Monday, July 30, 2007

I've got a secret

Well I didn't want to mention it because I was afraid I would jinx it. Everyone knows how that happens. But don't get too excited it's not about publishing or agents. I'll keep dreaming.
The last few weeks I've been meeting with a writing group. I'm one of three people. One of the writers is an old acquaintance from high school. The other was/is a teacher at my old high school, although I didn't realize it until the other group member pointed it out.
Every week I worried that one or both wouldn't show up. Leaving me alone again or in awkward conversation with someone I didn't know. But it worked for a few weeks so I've been pretty lucky.

And I just want to say that my meeting with this group does not mean that I have given up on a writing group with my southeast pals. Writing is my life and the more I get of it the more I'm thriving. Plus it's always wonderful to have more opinions. Not to mention that I hold back a little with the work I bring to this group because one of the writers seems a bit more conservative (not in a political sense) so I don't want to make anyone uncomfortable. It's not like I'm writing erotica but some of the content of Human Decency might be a little harsh.

Besides the only reason I dared to mention the writing group today is because I'm not certain it will be around much longer. Both members are teachers, one that will be on vacation for the next three weeks and soon after that school will be starting so I imagine time will be limited. And the member who I went to high school with is also a teacher. She's going to Maryland next week to interview for a job that I hope she gets. Not because I don't want her around but she's been looking for a job and Michigan is pretty much out of them. So I'm fairly sure that it won't be long before the group is no more. We've been trying to get a few more people. There have been potentials and still are but so far not much has come of it. With as hard as it was to get it started in the first place I'm not holding my breath.

Anyway, I've gotten a few stories reviewed by my group so far. The first one is my story about companion animal abandonment. The second was a story that I just recently submitted to a somewhat prestigious magazine and to be honest I probably wouldn't have done it had I not had advice and proofreading from others. The third was a dark comedy of sorts about a somewhat unfortunate girl that my group wanted to make even more unfortunate.

#### [GIVEN TASK 1]
Answer these questions about the blog post on the writing group.
(a) How many people are in the writing group?
(b) Where is the member from high school going next week, and why?
(c) What is the subject of the first story the group reviewed?
#### [GIVEN TASK 2]
Reproduce word for word the part of the blog post on the writing group from "Well I didn't" up to and including "pointed it out.".

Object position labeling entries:

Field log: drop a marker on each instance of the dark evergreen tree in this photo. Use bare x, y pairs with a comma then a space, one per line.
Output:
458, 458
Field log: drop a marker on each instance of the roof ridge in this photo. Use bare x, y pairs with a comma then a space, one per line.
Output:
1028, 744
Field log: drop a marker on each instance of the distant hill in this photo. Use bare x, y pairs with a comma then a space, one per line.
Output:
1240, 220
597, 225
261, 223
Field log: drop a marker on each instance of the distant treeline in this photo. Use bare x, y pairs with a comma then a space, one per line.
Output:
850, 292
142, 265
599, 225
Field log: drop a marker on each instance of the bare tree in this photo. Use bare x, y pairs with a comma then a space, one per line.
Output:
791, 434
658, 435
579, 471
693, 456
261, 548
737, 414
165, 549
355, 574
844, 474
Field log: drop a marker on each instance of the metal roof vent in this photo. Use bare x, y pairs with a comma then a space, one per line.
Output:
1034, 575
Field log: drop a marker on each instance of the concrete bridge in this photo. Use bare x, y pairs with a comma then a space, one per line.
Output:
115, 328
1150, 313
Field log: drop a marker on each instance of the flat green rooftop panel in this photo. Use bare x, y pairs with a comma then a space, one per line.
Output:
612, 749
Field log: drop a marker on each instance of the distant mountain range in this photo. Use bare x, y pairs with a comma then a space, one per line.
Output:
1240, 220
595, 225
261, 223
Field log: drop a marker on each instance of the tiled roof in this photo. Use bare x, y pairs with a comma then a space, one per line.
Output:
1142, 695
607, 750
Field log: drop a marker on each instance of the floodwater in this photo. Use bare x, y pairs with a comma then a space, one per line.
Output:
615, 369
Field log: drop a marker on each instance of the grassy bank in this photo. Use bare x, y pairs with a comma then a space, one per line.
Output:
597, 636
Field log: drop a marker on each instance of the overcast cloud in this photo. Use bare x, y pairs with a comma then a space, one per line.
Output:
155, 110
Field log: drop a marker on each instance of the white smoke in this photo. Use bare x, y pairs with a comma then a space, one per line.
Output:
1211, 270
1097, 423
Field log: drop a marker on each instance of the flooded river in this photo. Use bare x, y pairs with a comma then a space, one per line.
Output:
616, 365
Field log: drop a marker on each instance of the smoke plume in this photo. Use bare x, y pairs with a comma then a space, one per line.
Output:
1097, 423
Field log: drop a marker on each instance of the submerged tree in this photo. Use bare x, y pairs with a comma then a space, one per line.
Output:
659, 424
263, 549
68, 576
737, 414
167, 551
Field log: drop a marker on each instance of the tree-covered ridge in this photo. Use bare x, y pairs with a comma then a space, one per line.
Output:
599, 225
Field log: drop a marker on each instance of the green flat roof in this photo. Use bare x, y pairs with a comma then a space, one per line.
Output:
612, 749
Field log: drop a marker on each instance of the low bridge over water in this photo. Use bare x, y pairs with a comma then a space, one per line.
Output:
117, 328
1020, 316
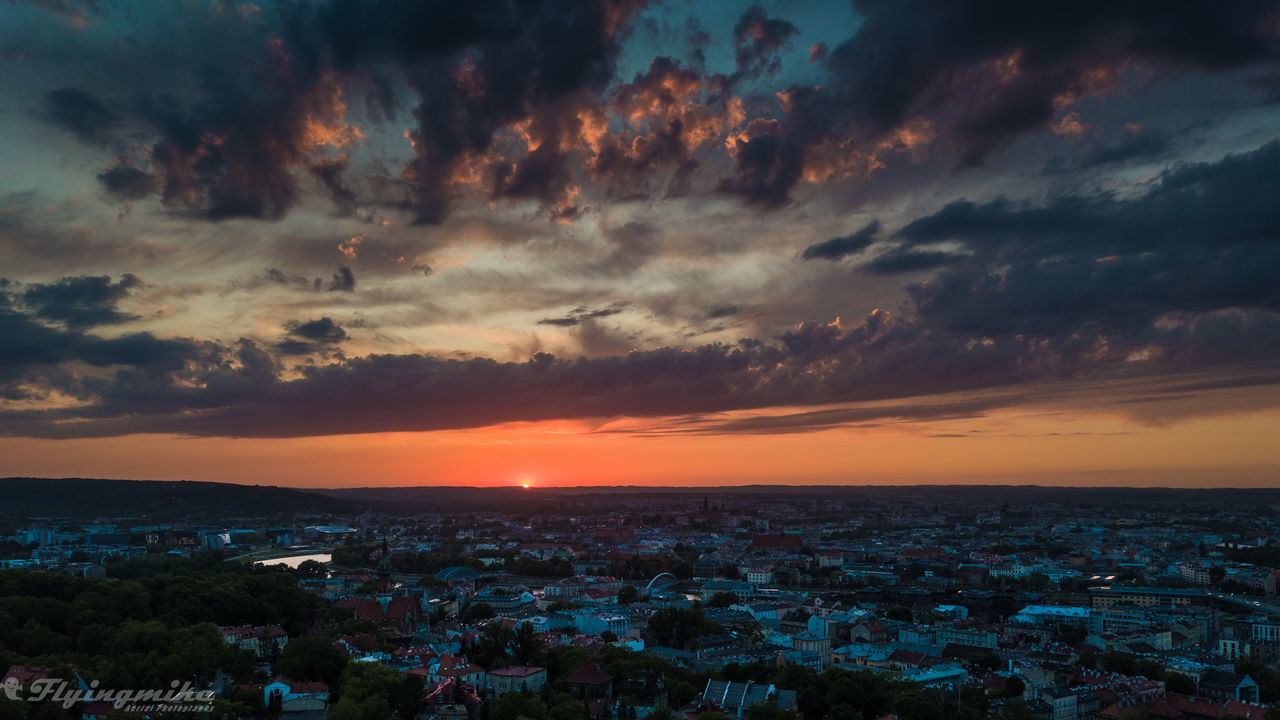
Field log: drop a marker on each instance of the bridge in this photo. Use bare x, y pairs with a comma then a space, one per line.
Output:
656, 584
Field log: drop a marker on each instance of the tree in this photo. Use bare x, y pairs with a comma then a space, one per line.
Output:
1014, 686
526, 646
493, 646
312, 659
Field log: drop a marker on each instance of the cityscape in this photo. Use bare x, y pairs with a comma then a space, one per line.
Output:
918, 604
639, 360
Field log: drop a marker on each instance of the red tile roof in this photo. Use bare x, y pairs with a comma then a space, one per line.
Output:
589, 674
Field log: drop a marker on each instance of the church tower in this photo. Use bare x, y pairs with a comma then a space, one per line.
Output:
384, 569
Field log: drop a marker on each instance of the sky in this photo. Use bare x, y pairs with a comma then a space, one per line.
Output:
557, 242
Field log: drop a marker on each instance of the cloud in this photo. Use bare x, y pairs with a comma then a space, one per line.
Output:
82, 114
758, 40
127, 182
81, 302
580, 315
840, 247
901, 260
343, 281
311, 336
983, 78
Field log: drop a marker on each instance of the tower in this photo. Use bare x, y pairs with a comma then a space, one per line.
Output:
384, 569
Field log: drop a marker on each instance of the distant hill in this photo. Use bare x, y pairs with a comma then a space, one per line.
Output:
428, 499
156, 500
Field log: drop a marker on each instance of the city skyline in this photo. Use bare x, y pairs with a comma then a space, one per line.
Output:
688, 244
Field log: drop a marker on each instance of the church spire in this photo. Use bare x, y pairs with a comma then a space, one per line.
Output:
384, 569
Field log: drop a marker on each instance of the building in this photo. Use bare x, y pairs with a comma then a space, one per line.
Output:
515, 678
1223, 686
814, 642
589, 683
1147, 597
1061, 701
734, 698
296, 696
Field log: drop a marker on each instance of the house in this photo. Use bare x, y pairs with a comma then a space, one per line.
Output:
734, 698
588, 682
263, 641
296, 696
1221, 686
23, 674
449, 666
515, 678
1061, 701
393, 613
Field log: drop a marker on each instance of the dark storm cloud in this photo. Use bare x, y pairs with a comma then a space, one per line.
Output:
758, 40
127, 182
82, 114
1202, 238
37, 359
580, 315
311, 336
987, 74
81, 302
721, 311
319, 331
538, 63
844, 246
343, 281
1137, 146
901, 260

#### [WRITTEN SOLUTION 1]
(a) Three.
(b) To Maryland, to interview for a job.
(c) Companion animal abandonment.

#### [WRITTEN SOLUTION 2]
Well I didn't want to mention it because I was afraid I would jinx it. Everyone knows how that happens. But don't get too excited it's not about publishing or agents. I'll keep dreaming.
The last few weeks I've been meeting with a writing group. I'm one of three people. One of the writers is an old acquaintance from high school. The other was/is a teacher at my old high school, although I didn't realize it until the other group member pointed it out.